[Begin Material provided]
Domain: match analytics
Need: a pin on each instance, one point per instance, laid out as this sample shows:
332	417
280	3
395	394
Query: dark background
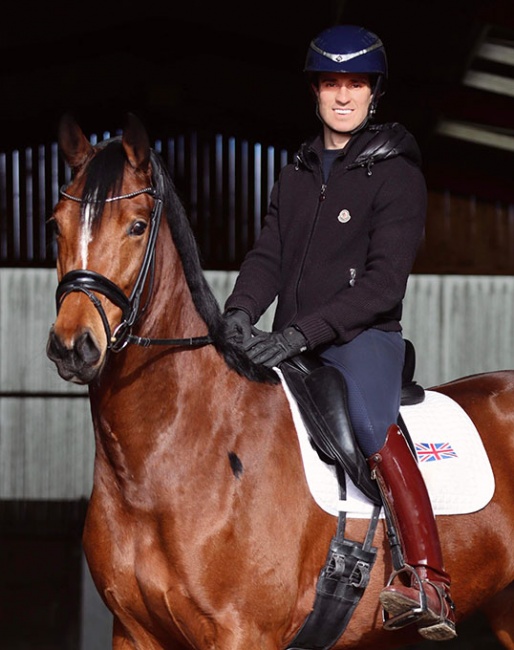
238	68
[End Material provided]
**Problem statement:** Reproduce each of the items above verbatim, with the pictures omitted.

**Answer:**
Domain: match analytics
Need: a pin on each instance, one point per instance, laid out as this sample shows:
332	417
280	3
395	394
Query: dark background
238	68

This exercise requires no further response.